THE PROBLEM
Please extend the passage on crash dieting below, carrying it on from its final sentence.

Diet is often equated with nutrition. The dictionary defines it as the act of restricting food intake or at least intake of particular food. Diet as a collective is the amount of food a person eats or drinks during the course of a day. People do it for health reasons, some to simply lose weight, and some altogether for all the wrong reasons.
The body needs calories for heat. A calorie is a unit of measurement for energy. The unit's name is French and derives from the Latin calor (heat). Although the new unit of energy is joule, calorie remains as the unit of measurement for energy obtained from food.
A crash diet is a diet which is extreme in its deprivations - typically restricting calorie intake abruptly. Meant to achieve rapid weight loss, a crash diet differs from outright starvation only slightly. Crash diets are unhealthy and are hardly - if ever - recommended by doctors or dietitians. A crash diet may lead to malnutrition, and is not a suggested means of weight loss. It involves drastically cutting back on the amount of calories that you take in daily. Highly similar to a starvation diet, it is often paired with other weight loss "fixes," including extreme exercise routines and the use of diet pills. Most people follow crash diets yearly in the hopes that they will lose a lot of weight in a very short span of time. Crash diets are recognized by health care professionals and dietitians as being a very dangerous way of trying to lose the excess pounds.
At a technical level, when one goes into crash dieting, the body is shocked by a sudden change in food intake. From a high-energy diet to low-energy food regime. There appears to be a rapid weight loss, creating an illusion that the plan is working. At this point, no fat has been lost; what happened is that the body's limited store of glycogen, a form of carbohydrate, is used up. As glycogen is utilized, the body loses water with it, so there appears to be a rapid weight loss.

(Data excerpts)
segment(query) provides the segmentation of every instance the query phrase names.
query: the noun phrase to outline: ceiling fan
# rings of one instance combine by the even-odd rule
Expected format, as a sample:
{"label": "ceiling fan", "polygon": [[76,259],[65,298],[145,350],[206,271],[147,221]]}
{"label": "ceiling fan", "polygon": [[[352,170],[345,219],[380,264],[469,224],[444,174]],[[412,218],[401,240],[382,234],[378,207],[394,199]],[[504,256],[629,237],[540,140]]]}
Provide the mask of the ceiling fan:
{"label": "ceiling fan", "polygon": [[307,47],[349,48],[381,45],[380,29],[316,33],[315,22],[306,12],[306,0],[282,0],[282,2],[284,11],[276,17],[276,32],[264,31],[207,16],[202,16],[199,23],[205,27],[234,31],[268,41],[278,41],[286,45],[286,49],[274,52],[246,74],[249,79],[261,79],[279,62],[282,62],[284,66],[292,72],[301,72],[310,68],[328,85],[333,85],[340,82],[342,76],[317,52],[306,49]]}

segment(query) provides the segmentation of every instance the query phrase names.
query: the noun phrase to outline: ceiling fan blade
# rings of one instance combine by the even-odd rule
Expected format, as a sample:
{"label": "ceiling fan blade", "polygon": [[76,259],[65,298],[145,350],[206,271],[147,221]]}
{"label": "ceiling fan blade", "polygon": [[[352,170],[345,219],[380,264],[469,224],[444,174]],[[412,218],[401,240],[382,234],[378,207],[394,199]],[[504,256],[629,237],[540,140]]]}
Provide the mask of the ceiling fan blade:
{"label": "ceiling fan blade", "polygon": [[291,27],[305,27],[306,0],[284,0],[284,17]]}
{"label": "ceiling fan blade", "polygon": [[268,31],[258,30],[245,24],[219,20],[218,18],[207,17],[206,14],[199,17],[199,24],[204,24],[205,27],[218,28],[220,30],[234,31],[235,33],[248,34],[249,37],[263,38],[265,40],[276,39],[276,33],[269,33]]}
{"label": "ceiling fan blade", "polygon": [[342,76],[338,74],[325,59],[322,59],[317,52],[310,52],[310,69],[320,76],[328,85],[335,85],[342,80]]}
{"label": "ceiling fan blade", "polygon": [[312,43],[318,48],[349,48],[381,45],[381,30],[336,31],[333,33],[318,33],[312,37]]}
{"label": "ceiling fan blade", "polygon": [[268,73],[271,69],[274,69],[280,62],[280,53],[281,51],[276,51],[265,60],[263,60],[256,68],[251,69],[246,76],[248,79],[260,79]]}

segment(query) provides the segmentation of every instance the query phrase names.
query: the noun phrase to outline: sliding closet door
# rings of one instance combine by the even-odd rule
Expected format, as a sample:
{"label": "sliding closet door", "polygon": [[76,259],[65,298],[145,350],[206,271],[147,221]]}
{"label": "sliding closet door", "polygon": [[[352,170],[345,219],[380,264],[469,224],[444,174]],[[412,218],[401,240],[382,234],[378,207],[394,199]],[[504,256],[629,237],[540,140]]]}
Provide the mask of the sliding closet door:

WRITTEN RESPONSE
Additionally, weight loss during crash diets doesn't continue for a long time. Eventually, dieters will find themselves hitting a plateau, during which it will become more difficult for them to lose weight. Majority of crash dieters find that this weight loss plateau is followed by weight gain. Many followers of crash diets eventually end up gaining all the weight they lost, with a few additional pounds. This is known as the yo-yo diet effect: just like the up and down motion of a yo-yo, crash dieters find their weight constantly fluctuating with each diet that they go on.
The side effects of crash dieting include Vitamin and/or mineral deficiencies, dizziness and/or fainting (due to extreme calorie cutting), pressure and strain on certain organs like the kidneys and the liver, burning off lean muscle and tissues, among other things. In extreme cases, heart attack or stroke can be a result of crash diets; it may even lead to death.
There was a woman named Matilda Callaghan, aged 25, who died after going on a crash diet for six months straight. She only consumed three servings of food powder mix per day. She was said to have been battling obesity since she was twelve. Following the diet regime strictly, she was said to have lost ten pound in her first week, four pounds in the second and seven pounds in the third. She was being monitored closely by the dieting firm she had enrolled on. She fell ill and was diagnosed to have died of a heart failure.
Before deciding to pursue a weight-loss program, make sure to that it is going to produce a long last result. A balanced diet and moderate regular exercise may take time to get you the figure you wanted, but it will gently get you toned up, and keep the weight off for good.